Background & aims: The composition of the gut microbiome is affected by host phenotype, genotype, immune function, and diet. Here, we used the phenotype of RELMbeta knockout (KO) mice to assess the influence of these factors.
Methods: Both wild-type and RELMbeta KO mice were lean on a standard chow diet, but, upon switching to a high-fat diet, wild-type mice became obese, whereas RELMbeta KO mice remained comparatively lean. To investigate the influence of diet, genotype, and obesity on microbiome composition, we used deep sequencing to characterize 25,790 16S rDNA sequences from uncultured bacterial communities from both genotypes on both diets.
Results: We found large alterations associated with switching to the high-fat diet, including a decrease in Bacteroidetes and an increase in both Firmicutes and Proteobacteria. This was seen for both genotypes (ie, in the presence and absence of obesity), indicating that the high-fat diet itself, and not the obese state, mainly accounted for the observed changes in the gut microbiota. The RELMbeta genotype also modestly influenced microbiome composition independently of diet. Metagenomic analysis of 537,604 sequence reads documented extensive changes in gene content because of a high-fat diet, including an increase in transporters and 2-component sensor responders as well as a general decrease in metabolic genes. Unexpectedly, we found a substantial amount of murine DNA in our samples that increased in proportion on a high-fat diet.
Conclusions: These results demonstrate the importance of diet as a determinant of gut microbiome composition and suggest the need to control for dietary variation when evaluating the composition of the human gut microbiome.

*Task instructions*:
Reproduce the passage on diet and the gut microbiome word for word, starting at "Results: We found" and ending at "a high-fat diet.".

*Dataset content*:
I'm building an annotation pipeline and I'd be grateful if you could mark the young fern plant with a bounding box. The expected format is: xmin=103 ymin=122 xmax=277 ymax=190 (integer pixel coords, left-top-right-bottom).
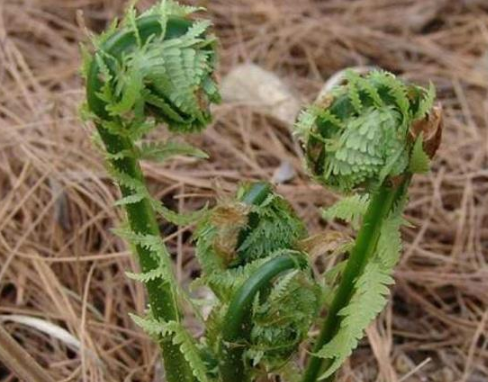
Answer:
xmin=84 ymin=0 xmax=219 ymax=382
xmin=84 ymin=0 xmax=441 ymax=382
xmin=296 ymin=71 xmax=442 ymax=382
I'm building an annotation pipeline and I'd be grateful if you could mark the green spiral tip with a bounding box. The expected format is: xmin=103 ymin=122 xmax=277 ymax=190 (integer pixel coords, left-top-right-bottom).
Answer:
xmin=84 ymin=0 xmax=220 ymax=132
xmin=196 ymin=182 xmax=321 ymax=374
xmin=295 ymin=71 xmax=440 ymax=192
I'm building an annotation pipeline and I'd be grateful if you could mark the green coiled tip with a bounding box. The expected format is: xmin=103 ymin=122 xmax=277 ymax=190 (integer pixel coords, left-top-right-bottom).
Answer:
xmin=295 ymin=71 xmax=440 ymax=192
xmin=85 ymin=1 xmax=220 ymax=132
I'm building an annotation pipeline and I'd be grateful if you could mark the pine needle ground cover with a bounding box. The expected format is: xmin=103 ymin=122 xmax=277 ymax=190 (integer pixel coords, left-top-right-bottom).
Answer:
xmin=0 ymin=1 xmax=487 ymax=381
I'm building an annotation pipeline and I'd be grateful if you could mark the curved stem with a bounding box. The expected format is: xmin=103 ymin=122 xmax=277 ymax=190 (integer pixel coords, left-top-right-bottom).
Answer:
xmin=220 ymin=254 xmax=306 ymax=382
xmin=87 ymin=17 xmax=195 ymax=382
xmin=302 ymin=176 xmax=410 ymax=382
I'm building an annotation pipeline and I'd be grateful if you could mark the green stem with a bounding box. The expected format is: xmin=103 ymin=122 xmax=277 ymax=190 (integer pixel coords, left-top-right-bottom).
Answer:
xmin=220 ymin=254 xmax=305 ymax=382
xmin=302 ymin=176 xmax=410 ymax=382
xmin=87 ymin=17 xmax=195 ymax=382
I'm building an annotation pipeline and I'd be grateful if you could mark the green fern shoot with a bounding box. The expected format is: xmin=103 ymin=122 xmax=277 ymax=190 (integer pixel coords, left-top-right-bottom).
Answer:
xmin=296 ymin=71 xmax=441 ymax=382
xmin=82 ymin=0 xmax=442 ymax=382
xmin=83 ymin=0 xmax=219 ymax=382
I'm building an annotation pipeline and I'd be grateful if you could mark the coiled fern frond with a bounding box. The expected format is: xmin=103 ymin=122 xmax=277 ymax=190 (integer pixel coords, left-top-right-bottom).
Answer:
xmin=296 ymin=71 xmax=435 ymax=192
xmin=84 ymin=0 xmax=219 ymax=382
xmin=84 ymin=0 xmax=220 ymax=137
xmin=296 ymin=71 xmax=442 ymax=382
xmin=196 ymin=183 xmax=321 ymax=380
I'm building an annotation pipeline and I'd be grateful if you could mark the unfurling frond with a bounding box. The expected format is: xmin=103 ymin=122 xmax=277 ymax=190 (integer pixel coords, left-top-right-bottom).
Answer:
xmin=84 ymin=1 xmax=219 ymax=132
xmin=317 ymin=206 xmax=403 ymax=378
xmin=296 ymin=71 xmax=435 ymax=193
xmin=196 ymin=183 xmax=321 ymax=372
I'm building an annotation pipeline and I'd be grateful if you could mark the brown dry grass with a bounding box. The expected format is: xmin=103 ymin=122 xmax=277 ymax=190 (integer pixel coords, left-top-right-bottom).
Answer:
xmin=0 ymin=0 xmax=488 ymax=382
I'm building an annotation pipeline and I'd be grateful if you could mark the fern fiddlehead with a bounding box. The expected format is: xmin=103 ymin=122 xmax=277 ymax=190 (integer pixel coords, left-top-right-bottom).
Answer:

*Your solution*:
Results: We found large alterations associated with switching to the high-fat diet, including a decrease in Bacteroidetes and an increase in both Firmicutes and Proteobacteria. This was seen for both genotypes (ie, in the presence and absence of obesity), indicating that the high-fat diet itself, and not the obese state, mainly accounted for the observed changes in the gut microbiota. The RELMbeta genotype also modestly influenced microbiome composition independently of diet. Metagenomic analysis of 537,604 sequence reads documented extensive changes in gene content because of a high-fat diet, including an increase in transporters and 2-component sensor responders as well as a general decrease in metabolic genes. Unexpectedly, we found a substantial amount of murine DNA in our samples that increased in proportion on a high-fat diet.